» What needs to be done
Find all the lines in the entries below that hold the word "grass" and copy them.

• • • • •

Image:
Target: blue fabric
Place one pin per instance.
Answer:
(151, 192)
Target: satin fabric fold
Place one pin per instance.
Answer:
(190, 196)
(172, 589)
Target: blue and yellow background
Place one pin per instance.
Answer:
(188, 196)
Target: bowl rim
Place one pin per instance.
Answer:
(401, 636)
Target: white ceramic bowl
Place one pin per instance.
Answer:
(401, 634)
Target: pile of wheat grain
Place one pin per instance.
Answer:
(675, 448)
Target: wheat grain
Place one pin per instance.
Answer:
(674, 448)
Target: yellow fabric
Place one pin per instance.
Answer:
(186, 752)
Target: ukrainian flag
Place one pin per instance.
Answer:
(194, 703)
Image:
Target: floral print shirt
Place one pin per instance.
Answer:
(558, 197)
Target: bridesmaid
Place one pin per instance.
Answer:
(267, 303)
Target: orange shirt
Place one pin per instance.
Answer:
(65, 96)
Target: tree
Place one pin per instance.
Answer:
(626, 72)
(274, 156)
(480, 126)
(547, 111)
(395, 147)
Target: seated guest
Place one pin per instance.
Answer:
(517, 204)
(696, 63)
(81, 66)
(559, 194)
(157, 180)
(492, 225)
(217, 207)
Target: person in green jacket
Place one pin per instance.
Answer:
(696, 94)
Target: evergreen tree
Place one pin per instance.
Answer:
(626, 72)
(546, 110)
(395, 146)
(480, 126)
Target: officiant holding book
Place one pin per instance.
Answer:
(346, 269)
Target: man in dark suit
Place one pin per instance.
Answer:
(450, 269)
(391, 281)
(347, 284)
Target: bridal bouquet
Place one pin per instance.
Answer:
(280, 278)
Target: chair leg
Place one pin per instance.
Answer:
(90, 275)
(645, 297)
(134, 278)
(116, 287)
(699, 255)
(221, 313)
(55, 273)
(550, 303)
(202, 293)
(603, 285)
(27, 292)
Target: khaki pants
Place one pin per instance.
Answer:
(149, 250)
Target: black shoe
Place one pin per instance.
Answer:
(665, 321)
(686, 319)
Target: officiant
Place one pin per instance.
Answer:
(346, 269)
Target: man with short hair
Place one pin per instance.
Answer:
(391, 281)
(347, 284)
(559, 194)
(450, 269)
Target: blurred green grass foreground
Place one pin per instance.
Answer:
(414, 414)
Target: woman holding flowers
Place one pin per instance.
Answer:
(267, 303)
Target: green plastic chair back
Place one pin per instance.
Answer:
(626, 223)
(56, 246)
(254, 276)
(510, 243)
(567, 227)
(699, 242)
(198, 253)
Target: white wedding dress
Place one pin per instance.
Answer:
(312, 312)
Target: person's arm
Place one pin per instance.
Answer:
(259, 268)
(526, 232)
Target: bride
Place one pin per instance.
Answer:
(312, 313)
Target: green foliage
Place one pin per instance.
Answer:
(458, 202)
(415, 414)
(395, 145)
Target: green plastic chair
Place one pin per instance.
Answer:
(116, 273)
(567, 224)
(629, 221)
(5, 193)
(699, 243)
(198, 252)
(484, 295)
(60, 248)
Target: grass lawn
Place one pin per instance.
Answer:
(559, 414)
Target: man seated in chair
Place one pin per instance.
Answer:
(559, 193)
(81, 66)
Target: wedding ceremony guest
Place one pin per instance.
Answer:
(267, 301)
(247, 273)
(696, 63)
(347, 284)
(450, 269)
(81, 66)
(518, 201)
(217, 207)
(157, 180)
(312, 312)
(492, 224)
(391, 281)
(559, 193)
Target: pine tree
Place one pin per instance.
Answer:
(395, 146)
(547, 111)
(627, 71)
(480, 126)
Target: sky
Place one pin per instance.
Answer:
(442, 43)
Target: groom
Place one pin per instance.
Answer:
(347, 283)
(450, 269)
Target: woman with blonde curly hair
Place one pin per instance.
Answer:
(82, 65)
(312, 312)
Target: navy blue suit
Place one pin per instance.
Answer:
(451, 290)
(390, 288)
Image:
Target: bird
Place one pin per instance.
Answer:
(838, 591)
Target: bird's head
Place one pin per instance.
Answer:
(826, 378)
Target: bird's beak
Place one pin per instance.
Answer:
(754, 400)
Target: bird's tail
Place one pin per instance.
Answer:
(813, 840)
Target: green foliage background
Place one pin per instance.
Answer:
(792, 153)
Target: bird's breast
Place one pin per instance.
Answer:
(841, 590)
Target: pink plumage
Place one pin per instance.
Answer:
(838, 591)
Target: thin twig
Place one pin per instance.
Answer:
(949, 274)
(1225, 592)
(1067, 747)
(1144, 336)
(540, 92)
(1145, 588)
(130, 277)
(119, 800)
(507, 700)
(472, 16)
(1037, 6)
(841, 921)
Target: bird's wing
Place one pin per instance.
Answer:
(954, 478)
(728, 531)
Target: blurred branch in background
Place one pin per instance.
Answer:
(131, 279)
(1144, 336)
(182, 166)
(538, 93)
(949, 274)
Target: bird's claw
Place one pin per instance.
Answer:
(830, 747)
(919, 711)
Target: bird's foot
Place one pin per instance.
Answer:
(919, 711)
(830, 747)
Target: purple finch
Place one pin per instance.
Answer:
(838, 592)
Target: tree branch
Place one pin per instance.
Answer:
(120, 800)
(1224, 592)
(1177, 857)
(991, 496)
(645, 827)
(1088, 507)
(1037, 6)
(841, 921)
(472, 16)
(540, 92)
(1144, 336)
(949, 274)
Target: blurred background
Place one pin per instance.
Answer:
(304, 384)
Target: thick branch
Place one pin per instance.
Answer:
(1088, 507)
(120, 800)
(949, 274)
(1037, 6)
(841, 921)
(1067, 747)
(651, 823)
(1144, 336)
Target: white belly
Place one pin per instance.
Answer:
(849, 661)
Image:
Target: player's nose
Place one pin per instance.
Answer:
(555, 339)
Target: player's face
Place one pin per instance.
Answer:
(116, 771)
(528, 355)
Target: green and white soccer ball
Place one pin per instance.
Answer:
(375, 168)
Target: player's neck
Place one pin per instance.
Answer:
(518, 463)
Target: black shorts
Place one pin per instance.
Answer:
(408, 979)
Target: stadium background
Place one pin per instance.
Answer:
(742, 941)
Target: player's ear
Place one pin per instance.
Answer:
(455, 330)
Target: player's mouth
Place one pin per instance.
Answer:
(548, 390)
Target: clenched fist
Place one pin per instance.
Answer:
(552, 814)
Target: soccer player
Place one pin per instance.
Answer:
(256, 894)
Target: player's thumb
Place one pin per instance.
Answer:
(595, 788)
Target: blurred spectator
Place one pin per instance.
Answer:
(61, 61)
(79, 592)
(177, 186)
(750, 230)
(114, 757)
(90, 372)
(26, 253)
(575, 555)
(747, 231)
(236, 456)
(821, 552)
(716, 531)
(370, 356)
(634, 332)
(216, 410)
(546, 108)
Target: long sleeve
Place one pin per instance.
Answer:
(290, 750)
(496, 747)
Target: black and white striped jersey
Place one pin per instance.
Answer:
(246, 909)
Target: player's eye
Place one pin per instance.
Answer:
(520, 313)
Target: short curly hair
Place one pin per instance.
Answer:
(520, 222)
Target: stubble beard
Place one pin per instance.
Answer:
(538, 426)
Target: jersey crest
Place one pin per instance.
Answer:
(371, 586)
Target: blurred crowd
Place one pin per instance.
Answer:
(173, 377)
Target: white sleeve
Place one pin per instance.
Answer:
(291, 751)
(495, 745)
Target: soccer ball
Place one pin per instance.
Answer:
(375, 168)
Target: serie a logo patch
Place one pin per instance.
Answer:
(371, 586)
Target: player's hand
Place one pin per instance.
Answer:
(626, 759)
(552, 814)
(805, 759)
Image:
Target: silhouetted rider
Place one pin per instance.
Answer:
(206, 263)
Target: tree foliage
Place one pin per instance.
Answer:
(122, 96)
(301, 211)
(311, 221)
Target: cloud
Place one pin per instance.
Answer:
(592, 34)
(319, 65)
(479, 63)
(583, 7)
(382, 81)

• • • • •

» Result of this task
Target: blurred green grass foreground
Target: grass lawn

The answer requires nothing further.